#### DIRECTIONS:
Please pick out and copy every line of the items below that contains the word "woman". Treat uppercase and lowercase as different.

#### MATERIAL FOR THE TASK:

————

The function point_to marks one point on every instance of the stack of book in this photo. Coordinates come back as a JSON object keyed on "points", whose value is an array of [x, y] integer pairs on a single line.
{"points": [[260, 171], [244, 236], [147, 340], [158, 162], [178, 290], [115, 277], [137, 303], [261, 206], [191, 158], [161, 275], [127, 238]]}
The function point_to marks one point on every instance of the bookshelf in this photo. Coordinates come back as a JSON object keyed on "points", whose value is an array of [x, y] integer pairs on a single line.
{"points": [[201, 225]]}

————

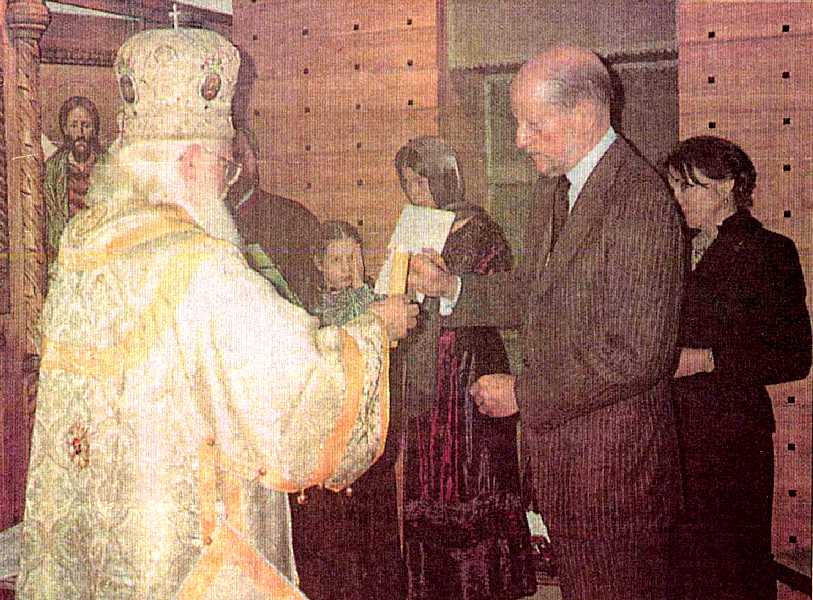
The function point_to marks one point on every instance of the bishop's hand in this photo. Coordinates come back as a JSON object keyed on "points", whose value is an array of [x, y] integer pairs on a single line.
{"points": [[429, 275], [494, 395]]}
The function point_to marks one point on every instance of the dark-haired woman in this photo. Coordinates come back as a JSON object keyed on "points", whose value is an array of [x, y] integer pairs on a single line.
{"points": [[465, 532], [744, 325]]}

————

#### EXPECTED ANSWER:
The function point_to marks one point on every instance of the dark-haired woman in this photo. Coordinates come back as a JSON object keyed on "points", whose value is an array of [x, y] integer pairs on a single line.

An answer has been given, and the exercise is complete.